#### Supplied data
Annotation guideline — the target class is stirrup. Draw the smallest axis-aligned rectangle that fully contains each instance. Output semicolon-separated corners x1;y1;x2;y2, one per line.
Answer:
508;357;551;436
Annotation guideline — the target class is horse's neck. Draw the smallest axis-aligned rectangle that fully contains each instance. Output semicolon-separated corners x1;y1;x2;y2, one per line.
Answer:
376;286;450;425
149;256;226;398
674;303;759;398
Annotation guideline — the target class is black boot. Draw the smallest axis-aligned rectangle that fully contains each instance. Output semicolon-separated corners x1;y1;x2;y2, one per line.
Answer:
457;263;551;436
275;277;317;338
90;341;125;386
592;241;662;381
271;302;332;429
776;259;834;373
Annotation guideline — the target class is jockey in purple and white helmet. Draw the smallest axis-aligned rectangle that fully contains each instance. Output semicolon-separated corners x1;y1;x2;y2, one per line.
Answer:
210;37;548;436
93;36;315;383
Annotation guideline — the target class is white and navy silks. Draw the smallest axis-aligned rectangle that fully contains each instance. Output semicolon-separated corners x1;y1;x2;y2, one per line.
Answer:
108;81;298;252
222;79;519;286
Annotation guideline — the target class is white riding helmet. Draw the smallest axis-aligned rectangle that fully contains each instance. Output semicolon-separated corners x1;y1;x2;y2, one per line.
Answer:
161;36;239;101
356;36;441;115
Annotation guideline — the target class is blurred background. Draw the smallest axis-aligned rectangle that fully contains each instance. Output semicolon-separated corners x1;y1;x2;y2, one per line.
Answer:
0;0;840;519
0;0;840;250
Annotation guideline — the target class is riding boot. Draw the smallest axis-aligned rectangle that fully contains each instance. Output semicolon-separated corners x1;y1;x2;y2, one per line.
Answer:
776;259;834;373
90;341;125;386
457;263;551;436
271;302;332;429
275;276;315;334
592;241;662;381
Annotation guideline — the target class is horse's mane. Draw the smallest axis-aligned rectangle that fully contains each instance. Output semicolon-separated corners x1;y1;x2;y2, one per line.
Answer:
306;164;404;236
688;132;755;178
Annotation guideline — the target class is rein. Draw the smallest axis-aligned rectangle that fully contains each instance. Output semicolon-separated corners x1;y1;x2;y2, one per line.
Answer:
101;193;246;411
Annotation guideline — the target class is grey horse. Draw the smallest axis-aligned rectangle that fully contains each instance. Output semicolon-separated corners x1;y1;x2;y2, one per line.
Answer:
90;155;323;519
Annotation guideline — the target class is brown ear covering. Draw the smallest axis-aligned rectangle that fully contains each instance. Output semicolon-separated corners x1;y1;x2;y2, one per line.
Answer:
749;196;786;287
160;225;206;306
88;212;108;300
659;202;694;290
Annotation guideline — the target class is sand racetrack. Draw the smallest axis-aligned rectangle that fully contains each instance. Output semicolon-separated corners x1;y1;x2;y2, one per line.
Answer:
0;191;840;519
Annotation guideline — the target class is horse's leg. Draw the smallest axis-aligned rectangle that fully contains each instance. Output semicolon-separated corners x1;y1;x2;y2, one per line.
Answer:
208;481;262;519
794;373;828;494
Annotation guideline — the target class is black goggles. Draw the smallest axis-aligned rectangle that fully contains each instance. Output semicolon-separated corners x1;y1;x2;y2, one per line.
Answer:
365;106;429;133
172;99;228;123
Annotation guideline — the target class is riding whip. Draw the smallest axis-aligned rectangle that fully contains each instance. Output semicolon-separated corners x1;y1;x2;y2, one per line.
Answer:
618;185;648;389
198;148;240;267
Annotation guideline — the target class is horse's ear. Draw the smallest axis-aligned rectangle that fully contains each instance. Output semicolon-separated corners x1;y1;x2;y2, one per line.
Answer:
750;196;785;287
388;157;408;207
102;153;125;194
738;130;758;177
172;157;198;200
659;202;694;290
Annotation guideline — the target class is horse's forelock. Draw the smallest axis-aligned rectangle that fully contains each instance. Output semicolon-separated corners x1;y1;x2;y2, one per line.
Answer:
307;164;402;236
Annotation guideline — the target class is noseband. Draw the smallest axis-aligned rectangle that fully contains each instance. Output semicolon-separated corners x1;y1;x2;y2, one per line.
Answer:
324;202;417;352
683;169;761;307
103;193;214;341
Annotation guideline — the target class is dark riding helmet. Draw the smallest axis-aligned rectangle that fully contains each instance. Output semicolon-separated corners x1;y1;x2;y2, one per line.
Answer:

* * *

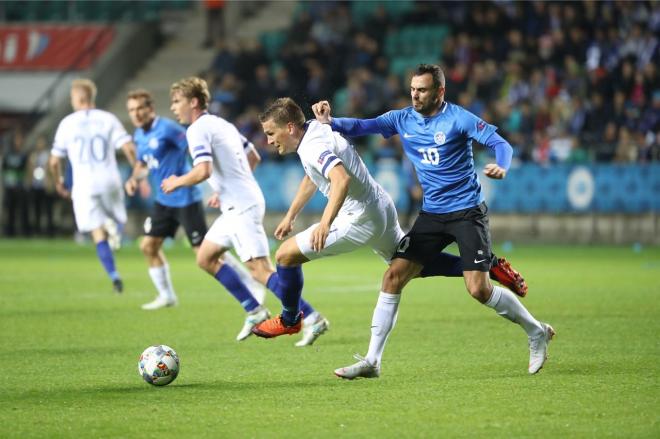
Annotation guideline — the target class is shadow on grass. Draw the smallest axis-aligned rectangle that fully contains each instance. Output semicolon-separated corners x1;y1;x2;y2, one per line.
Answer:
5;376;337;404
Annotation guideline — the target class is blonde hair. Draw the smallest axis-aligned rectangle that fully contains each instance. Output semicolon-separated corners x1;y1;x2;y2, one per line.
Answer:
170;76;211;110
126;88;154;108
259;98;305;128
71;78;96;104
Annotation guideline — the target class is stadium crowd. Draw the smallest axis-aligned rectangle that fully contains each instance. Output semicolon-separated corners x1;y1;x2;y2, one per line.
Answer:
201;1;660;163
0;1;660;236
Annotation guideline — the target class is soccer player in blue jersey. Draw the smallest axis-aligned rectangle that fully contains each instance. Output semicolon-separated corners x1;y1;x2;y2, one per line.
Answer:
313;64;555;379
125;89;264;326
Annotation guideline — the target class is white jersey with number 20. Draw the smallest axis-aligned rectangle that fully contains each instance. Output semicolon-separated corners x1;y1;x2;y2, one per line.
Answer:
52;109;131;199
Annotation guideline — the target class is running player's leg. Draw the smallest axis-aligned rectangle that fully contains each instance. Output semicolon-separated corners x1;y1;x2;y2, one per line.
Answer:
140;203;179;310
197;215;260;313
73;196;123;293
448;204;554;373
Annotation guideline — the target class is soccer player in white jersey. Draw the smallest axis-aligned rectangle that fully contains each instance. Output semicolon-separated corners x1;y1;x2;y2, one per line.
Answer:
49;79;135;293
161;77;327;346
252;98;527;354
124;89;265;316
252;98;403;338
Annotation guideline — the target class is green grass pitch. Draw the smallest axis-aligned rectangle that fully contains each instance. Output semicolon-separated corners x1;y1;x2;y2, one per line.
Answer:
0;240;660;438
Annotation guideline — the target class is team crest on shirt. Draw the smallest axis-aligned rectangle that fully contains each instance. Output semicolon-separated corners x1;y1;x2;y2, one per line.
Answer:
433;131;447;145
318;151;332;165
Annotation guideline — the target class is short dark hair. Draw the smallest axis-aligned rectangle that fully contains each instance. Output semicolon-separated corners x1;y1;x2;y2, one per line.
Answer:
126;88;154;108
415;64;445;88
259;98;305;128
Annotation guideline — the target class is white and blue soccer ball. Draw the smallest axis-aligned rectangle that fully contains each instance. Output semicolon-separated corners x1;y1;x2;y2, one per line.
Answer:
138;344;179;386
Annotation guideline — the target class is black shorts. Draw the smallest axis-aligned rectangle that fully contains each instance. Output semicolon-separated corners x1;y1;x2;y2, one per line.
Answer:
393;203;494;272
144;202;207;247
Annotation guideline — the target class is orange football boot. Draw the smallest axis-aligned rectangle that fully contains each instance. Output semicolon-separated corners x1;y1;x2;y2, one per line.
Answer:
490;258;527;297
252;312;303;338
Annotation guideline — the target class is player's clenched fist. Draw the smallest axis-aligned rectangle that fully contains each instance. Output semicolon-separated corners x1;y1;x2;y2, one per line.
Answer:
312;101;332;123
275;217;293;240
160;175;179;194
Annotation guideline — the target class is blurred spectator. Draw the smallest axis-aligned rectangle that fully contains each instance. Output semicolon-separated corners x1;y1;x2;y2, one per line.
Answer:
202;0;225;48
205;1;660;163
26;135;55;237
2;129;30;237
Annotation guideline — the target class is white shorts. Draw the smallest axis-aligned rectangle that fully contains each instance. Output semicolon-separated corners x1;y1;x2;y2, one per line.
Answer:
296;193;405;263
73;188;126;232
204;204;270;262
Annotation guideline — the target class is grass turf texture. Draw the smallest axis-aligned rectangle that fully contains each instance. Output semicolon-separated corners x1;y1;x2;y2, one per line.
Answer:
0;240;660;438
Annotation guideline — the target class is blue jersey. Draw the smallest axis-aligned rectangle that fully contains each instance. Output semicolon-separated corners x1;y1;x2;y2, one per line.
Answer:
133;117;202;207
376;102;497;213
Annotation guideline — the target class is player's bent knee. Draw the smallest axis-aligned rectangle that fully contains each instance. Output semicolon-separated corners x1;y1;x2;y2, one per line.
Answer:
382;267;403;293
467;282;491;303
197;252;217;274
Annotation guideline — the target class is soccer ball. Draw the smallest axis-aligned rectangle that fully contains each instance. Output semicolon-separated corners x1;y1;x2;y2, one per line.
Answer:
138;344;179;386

#### Task statement
Pick out each row above that contains the string "blurred" (case-sensitive) and copy those lines in full.

#### Reply
Annotation guideline — the target class is blurred background. Draw the smallest axis-aligned rectangle that fully contains each instance. Output semicolon-separated corners x1;y1;x2;y2, one per line.
Annotation guideline — the target class is blurred spectator. Draw the smallest axis-aligned rectangle that fully contains each instance. Output semicolon-separated corners x1;y1;x2;y2, one per line.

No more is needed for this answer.